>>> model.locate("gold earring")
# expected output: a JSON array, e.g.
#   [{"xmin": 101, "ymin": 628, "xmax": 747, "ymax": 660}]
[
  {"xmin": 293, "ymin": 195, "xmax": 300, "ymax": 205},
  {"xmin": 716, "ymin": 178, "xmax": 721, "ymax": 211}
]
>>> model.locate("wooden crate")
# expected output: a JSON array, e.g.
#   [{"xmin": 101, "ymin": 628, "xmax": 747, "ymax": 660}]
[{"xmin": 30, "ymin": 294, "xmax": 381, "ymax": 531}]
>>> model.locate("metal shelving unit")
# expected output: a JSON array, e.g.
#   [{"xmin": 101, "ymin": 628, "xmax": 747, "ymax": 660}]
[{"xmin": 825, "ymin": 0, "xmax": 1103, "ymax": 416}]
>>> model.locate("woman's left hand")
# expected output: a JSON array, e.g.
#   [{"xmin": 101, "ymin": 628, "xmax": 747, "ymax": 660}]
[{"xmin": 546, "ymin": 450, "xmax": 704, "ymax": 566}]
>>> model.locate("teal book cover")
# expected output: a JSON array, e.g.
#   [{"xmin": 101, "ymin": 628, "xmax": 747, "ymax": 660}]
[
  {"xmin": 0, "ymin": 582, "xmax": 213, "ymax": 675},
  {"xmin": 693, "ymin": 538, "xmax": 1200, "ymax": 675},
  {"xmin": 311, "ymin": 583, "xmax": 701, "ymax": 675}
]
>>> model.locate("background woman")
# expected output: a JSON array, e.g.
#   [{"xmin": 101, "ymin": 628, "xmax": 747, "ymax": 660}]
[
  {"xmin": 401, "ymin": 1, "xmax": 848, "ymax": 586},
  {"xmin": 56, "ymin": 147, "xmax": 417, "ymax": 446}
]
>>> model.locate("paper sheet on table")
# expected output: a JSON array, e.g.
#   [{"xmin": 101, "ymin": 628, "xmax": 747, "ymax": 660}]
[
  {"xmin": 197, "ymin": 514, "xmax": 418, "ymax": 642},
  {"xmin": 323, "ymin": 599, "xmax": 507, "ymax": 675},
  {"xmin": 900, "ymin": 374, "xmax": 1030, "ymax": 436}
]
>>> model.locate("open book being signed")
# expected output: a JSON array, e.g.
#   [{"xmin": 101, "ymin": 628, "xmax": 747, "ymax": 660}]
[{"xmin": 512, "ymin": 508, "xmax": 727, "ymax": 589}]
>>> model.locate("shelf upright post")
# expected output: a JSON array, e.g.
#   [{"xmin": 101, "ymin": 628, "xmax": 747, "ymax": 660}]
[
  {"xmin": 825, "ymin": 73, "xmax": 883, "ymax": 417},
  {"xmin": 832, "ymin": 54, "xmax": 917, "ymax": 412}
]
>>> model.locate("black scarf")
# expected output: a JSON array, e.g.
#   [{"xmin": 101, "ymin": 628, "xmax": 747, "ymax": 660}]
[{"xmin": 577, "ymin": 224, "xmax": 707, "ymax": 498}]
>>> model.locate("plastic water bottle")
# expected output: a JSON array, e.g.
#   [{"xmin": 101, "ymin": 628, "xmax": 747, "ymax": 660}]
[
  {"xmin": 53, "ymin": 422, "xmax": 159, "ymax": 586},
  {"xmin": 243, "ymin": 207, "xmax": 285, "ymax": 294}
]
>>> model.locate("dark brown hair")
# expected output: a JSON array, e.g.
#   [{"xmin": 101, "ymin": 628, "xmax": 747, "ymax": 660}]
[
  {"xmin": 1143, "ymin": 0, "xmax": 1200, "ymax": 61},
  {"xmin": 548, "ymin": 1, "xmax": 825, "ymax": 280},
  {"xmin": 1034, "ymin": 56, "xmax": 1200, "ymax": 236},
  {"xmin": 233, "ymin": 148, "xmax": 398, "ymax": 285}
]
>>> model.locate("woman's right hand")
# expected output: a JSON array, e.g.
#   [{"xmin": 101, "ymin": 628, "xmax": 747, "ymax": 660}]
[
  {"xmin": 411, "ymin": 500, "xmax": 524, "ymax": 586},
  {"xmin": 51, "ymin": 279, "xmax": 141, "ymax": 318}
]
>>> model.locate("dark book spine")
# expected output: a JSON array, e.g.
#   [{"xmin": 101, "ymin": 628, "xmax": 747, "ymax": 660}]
•••
» Work required: Your answer should be the lines of the records that include the word "book".

» Output of the task:
>>> model.locate("teal book cover")
>>> model.locate("open book being signed")
>>> model.locate("dark book spine")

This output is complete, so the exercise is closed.